_Instruções de trabalho_
#1 Transcreva o trecho do texto sobre a disputa pelo Pacífico que vai de "Naquela época, a" até "estabelecidas, explica Pendeverana.", incluindo esses dois pontos.
#2 Responda com base no texto sobre a disputa pelo Pacífico:
(a) De que lado o Japão está hoje?
(b) De que universidade é Lincy Pendeverana?
(c) Em que período foi iniciada a chamada "corrida pelo Pacífico"?
#3 Dê continuidade ao texto sobre a disputa pelo Pacífico, começando logo após a última frase apresentada.

_Texto de leitura_

--

Naquela época, a China estava em frangalhos, lutando contra a invasão japonesa. Hoje o Japão está do lado dos EUA e compartilha a ansiedade americana com a ascensão da potência chinesa.

'Corrida pelo Pacífico'

Mas as ilhas do Pacífico já estavam no radar geopolítico das potências ocidentais bem antes, lembra Lincy Pendeverana, da Universidade Nacional das Ilhas Salomão. A chamada “corrida pelo Pacífico" marcou uma disputa de espaço iniciada ainda no período colonial, que resultou no "retalhamento" da região em esferas de influência, diz ele. 

Agora, a ascensão de Pequim na região torna-se um desafio à política de “negação estratégica” estabelecida pelo Ocidente, de impedir mudanças nas esferas de influência estabelecidas, explica Pendeverana.

--

Dados de localização de objetos em linguagem natural
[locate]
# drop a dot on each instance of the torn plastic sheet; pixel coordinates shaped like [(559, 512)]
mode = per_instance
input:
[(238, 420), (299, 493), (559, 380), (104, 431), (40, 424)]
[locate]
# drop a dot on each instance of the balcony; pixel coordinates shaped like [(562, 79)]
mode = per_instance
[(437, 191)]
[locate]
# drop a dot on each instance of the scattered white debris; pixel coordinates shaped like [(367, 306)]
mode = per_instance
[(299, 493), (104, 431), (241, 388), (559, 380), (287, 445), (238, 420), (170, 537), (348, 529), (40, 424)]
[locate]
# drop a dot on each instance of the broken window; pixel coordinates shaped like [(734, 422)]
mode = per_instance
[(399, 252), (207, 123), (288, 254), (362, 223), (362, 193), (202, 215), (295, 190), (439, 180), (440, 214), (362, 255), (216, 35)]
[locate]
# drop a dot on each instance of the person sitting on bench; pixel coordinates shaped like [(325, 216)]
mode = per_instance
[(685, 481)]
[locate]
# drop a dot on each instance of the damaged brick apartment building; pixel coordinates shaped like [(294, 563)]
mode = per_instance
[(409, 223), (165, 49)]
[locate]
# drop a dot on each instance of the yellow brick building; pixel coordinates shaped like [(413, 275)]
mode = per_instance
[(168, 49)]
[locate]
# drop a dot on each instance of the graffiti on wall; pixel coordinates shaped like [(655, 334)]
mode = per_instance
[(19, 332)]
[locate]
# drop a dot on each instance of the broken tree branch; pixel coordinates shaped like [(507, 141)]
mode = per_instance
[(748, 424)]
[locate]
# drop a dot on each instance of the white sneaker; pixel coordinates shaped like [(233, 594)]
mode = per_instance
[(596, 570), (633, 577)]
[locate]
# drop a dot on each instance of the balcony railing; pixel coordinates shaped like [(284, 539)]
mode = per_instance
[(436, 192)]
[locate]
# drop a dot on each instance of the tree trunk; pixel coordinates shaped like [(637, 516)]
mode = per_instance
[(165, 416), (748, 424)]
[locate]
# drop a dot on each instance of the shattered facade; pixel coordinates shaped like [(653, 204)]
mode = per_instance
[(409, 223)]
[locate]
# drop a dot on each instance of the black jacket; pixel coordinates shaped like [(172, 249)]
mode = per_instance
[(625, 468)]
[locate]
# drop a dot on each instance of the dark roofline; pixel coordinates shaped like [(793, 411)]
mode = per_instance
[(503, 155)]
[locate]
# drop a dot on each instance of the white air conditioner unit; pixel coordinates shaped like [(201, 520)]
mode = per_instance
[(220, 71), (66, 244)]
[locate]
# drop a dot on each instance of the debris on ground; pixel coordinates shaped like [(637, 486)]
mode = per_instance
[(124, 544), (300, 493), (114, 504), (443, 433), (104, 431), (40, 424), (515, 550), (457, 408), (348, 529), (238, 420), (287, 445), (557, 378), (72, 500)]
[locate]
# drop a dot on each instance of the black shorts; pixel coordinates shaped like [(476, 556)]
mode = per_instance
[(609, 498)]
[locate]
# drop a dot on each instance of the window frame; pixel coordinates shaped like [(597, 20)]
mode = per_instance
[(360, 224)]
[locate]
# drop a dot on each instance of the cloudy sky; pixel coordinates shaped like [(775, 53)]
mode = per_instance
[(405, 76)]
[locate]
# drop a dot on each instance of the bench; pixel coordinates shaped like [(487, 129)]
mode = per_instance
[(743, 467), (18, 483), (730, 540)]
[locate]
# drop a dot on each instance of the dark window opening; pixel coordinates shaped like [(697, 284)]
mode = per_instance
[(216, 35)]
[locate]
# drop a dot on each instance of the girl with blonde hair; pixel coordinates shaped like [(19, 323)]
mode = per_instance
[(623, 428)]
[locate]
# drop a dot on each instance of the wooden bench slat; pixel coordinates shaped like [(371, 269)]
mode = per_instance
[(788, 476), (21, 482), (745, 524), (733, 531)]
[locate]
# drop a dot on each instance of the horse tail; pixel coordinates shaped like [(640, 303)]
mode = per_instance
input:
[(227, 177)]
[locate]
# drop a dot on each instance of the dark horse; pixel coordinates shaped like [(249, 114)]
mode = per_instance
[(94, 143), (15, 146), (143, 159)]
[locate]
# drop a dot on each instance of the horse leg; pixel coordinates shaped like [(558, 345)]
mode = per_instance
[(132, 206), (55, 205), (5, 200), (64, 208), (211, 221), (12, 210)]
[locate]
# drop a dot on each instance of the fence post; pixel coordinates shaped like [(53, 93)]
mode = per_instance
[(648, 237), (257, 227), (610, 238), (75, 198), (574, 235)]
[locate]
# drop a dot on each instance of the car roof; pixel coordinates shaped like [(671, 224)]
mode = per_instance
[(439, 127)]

--

_Respostas do exercício_
#1
Naquela época, a China estava em frangalhos, lutando contra a invasão japonesa. Hoje o Japão está do lado dos EUA e compartilha a ansiedade americana com a ascensão da potência chinesa.

'Corrida pelo Pacífico'

Mas as ilhas do Pacífico já estavam no radar geopolítico das potências ocidentais bem antes, lembra Lincy Pendeverana, da Universidade Nacional das Ilhas Salomão. A chamada “corrida pelo Pacífico" marcou uma disputa de espaço iniciada ainda no período colonial, que resultou no "retalhamento" da região em esferas de influência, diz ele. 

Agora, a ascensão de Pequim na região torna-se um desafio à política de “negação estratégica” estabelecida pelo Ocidente, de impedir mudanças nas esferas de influência estabelecidas, explica Pendeverana.

#2
(a) Do lado dos EUA.
(b) Da Universidade Nacional das Ilhas Salomão.
(c) No período colonial.

#3
Maior oceano do planeta, com vastos recursos minerais e de pesca, além de importante rota comercial, o Pacífico tornou-se o principal cenário da tensão entre China e EUA na chamada “nova guerra fria”. Com Pequim na mira, os EUA têm reforçado suas alianças militares regionais. 

Na visita de Joe Biden à Ásia iniciada na sexta, sua primeira à região como presidente dos EUA, o esforço americano de fortalecer suas parcerias para conter o avanço da China está no topo da agenda.

As alianças lideradas pelos EUA aumentam o temor da China de se ver cercada por potências hostis, um trauma histórico com cicatrizes deixadas pelo chamado “século de humilhação”, em que o país foi subjugado quando estava em inferioridade naval. 

Para Pequim, o apoio à Rússia contra a expansão da Otan (aliança militar do Ocidente) não é apenas sinal de lealdade à parceria com Moscou — ele reflete a preocupação de que algo semelhante se repita na sua vizinhança. O objetivo real dos EUA é estabelecer "uma versão da Otan no Indo-Pacífico”, protestou em março o chanceler chinês, Wang Yi.

A expansão marítima da China nos últimos anos atende à estratégia que mistura interesses de defesa e econômicos. O país já tem mais navios de guerra que os EUA e, de longe, a maior frota pesqueira do mundo.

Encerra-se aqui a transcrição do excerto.